(Records from a data source)
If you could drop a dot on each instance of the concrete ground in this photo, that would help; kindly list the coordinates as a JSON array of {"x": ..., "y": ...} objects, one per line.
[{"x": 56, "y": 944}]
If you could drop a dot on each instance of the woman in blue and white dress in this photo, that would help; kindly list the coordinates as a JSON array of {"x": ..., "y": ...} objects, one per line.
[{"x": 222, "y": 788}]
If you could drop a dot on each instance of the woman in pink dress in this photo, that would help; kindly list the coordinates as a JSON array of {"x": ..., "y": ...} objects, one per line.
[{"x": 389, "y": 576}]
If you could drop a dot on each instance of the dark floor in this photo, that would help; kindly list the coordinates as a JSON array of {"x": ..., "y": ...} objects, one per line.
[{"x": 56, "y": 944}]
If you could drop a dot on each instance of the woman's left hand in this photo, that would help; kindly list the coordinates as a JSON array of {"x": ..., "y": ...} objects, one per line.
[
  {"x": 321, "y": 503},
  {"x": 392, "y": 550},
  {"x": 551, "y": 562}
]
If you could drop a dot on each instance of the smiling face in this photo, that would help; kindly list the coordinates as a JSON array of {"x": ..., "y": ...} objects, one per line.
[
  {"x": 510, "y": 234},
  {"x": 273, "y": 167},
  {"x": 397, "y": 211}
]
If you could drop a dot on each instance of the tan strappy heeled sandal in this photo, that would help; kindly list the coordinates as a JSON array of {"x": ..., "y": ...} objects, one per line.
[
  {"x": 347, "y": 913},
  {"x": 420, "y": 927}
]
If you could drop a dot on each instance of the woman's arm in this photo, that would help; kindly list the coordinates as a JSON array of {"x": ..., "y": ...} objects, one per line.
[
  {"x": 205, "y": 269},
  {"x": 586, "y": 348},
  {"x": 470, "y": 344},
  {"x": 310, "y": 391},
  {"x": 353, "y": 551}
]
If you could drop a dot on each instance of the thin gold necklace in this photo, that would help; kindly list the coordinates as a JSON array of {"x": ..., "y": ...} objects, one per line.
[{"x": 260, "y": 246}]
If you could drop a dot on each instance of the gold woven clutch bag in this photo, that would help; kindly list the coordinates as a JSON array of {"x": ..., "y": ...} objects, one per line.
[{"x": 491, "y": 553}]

WHAT YOU NEED TO DO
Please return every line of the data, unaltered.

ANSWER BOX
If you could drop a dot on each instance of the concrete ground in this photo, that would help; kindly list the coordinates as a JSON array of {"x": ..., "y": ...} objects, one per line.
[{"x": 56, "y": 944}]
If you could drop a dot on each instance of the woman in blue and white dress in this photo, that would help; kindly list the coordinates as a JSON array of {"x": ..., "y": ...} objects, one per line.
[{"x": 222, "y": 788}]
If you could drop a dot on each instance of the woman in pink dress in this photo, that would help; kindly list the coordinates as a JSON array of {"x": ..., "y": ...} objects, one per line.
[{"x": 389, "y": 576}]
If you could drop a dot on each instance of the dark floor in this photo, that would help; kindly list the coordinates as a JSON array of {"x": ..., "y": ...} objects, one per line.
[{"x": 56, "y": 944}]
If you could drop a dot on each instance of the woman's left hand in this photo, that would help; kindly list the coordinates as a JSON array of {"x": ..., "y": ...} objects, one per line.
[
  {"x": 321, "y": 503},
  {"x": 392, "y": 550},
  {"x": 551, "y": 562}
]
If you could drop a dot on each instance of the smiling face in this photo, that would help; kindly list the coordinates as a JSON array of {"x": ..., "y": ...} objects, one per line.
[
  {"x": 510, "y": 234},
  {"x": 273, "y": 167},
  {"x": 397, "y": 211}
]
If you could drop a dot on each instance of the tan strappy heeled sandal in this photo, that would help; kindly list the coordinates as a JSON array of {"x": ..., "y": ...} objects, one per line.
[
  {"x": 347, "y": 913},
  {"x": 420, "y": 927}
]
If you could drop a dot on each instance of the woman's arm in this photo, that would help; kindly list the coordinates as a JSON array of {"x": ..., "y": ...} objects, one per line.
[
  {"x": 205, "y": 269},
  {"x": 586, "y": 348},
  {"x": 470, "y": 344},
  {"x": 310, "y": 391},
  {"x": 353, "y": 551}
]
If you could drop a dot on each instance of the thin gold necklace in this photo, that would help; kindly list the coordinates as a JSON array of {"x": ..., "y": ...} objects, one per line.
[{"x": 260, "y": 246}]
If you could drop a dot on each instance of the gold woven clutch bag in this photo, that would help; kindly list the coordinates as a JSON array of {"x": ..., "y": ...} objects, one per line.
[{"x": 491, "y": 553}]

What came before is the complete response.